• [Exercise description]: Only the lines from the one containing "Target: lamp post" through the end of the data below should be copied, each exactly as written and with both ends kept.

— start Working data —

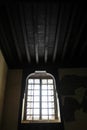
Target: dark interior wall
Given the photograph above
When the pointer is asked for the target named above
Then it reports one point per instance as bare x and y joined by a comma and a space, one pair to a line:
3, 77
12, 99
74, 98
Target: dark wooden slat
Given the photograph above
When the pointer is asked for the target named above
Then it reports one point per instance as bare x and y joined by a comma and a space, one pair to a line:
46, 32
14, 35
35, 31
83, 48
78, 38
57, 34
5, 45
24, 32
68, 34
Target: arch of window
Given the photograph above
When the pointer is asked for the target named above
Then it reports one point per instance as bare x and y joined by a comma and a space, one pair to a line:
40, 102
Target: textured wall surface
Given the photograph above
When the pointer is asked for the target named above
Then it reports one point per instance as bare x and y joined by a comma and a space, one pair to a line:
3, 76
12, 100
74, 98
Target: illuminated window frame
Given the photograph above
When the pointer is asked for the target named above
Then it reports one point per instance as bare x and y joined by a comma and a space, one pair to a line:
40, 101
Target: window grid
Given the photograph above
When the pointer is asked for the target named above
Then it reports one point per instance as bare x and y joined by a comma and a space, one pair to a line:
41, 109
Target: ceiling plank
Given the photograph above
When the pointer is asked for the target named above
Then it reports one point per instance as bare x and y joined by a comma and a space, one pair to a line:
68, 34
35, 30
4, 39
14, 35
24, 33
57, 33
78, 38
83, 48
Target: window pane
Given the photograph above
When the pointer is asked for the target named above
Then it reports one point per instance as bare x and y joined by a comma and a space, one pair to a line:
30, 92
50, 98
36, 92
44, 87
44, 111
51, 111
29, 98
44, 117
29, 104
44, 98
36, 98
50, 92
44, 105
51, 104
44, 92
44, 81
29, 111
30, 86
36, 117
37, 86
36, 111
50, 81
36, 104
51, 117
37, 81
30, 81
29, 117
50, 86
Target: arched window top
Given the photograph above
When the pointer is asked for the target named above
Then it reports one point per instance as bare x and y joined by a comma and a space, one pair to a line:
40, 102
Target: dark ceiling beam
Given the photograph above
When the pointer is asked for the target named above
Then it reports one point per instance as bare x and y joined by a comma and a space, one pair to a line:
46, 32
4, 42
78, 38
24, 33
35, 30
83, 48
57, 33
68, 34
14, 35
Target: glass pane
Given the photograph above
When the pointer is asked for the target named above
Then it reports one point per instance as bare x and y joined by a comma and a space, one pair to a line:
36, 98
50, 98
44, 87
29, 98
44, 111
50, 81
44, 117
44, 81
51, 111
36, 92
30, 81
44, 92
36, 104
30, 92
37, 86
37, 81
51, 104
44, 105
29, 104
29, 117
30, 86
44, 98
50, 92
50, 86
36, 111
51, 117
29, 111
36, 117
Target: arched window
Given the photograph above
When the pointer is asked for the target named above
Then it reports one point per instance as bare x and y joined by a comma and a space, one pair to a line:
40, 102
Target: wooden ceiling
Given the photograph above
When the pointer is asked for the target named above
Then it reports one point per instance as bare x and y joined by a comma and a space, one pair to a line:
34, 33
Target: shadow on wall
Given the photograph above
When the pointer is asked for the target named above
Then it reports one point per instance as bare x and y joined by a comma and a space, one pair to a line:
74, 96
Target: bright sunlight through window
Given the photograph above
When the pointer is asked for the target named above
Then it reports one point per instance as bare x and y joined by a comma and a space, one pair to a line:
40, 102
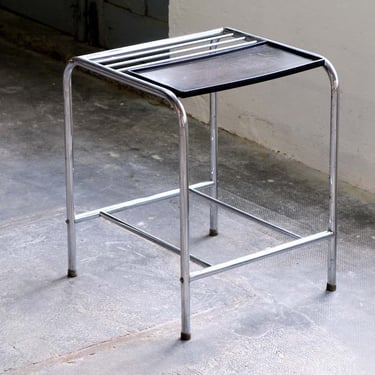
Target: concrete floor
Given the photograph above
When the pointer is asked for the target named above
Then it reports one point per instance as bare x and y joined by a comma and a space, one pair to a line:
121, 314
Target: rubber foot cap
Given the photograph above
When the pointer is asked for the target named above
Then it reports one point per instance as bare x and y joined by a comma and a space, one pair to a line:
213, 232
72, 273
331, 287
185, 336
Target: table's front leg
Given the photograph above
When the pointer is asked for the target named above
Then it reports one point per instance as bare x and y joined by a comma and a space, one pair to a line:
213, 160
70, 218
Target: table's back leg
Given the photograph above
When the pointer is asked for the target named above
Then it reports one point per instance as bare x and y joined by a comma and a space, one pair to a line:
332, 254
213, 160
184, 220
72, 268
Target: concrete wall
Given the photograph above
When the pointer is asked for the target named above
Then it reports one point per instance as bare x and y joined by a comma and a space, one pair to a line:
291, 114
125, 22
106, 23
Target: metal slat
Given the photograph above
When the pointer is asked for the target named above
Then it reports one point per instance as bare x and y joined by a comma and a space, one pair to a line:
210, 46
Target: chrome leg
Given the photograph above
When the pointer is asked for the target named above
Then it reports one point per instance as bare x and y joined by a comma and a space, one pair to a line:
184, 224
213, 159
332, 253
72, 268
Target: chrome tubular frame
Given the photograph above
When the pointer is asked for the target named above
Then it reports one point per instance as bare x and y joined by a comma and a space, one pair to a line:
114, 65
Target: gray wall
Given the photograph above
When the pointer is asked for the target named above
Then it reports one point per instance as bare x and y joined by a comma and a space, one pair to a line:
108, 23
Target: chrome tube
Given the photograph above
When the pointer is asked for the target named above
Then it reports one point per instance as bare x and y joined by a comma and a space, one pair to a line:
332, 224
184, 220
137, 202
234, 263
213, 160
150, 237
67, 85
247, 215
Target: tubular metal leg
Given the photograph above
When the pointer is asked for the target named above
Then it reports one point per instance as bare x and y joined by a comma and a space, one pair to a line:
72, 267
332, 253
213, 159
184, 225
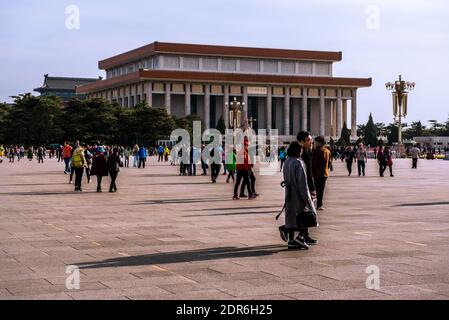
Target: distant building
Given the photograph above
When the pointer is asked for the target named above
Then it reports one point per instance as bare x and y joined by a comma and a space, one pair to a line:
288, 90
432, 142
65, 88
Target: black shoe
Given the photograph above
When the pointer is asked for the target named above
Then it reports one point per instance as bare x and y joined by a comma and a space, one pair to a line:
298, 243
309, 241
283, 234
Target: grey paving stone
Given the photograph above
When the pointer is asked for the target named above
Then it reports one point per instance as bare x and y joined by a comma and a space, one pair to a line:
168, 237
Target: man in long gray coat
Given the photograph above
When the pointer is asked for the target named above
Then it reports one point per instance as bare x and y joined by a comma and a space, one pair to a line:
297, 195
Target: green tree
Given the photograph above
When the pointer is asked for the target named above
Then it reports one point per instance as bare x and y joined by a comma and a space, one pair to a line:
370, 134
393, 132
436, 128
221, 126
152, 124
345, 137
4, 113
416, 129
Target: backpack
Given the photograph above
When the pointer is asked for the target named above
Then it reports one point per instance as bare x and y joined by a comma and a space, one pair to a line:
78, 160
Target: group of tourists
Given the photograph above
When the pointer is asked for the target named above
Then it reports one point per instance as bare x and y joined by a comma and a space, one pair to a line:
13, 152
241, 174
305, 172
359, 155
96, 160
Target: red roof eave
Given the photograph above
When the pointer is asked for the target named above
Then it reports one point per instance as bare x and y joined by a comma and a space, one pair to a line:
212, 50
256, 79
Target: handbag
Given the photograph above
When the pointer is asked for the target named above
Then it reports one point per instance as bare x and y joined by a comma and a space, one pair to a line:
308, 218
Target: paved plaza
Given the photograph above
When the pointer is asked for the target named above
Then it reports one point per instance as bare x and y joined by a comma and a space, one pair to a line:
163, 236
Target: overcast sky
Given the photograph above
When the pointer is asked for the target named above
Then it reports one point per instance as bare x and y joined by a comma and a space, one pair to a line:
379, 39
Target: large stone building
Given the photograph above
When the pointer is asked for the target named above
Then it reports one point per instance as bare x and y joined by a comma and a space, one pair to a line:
289, 90
62, 87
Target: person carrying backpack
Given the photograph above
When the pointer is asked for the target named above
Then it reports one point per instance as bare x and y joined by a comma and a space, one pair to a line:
114, 163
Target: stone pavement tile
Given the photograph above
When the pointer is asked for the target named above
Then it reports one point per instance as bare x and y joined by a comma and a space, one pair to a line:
201, 275
412, 270
352, 294
440, 288
146, 282
117, 293
25, 290
404, 279
194, 295
269, 297
317, 281
279, 288
5, 293
23, 283
40, 297
404, 290
345, 233
420, 297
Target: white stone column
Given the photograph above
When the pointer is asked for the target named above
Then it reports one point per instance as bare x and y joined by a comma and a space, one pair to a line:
287, 112
322, 105
168, 97
354, 114
339, 124
187, 102
207, 106
344, 112
226, 109
245, 100
269, 109
304, 109
149, 93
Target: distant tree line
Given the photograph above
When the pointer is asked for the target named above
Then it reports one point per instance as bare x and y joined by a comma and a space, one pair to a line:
46, 120
371, 132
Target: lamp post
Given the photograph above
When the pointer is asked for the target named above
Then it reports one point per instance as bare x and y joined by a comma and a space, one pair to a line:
235, 113
400, 90
251, 122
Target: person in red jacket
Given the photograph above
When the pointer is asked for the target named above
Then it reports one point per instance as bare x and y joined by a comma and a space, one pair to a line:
243, 170
99, 167
67, 155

— end Working data —

• [Task solution]:
Target: lamp post
Given the photograph above
When the pointer is asked for the target named above
Then it reports one point per instance as bare x and y joined by a comma and a space, one pair to a line:
235, 113
400, 90
251, 122
Target: person in red jacket
Given the photograph above
When the pointer is asked for the target named above
Then it reports one point per instance as bare x and y joined by a comma and a space, one pair to a line:
243, 170
99, 167
67, 155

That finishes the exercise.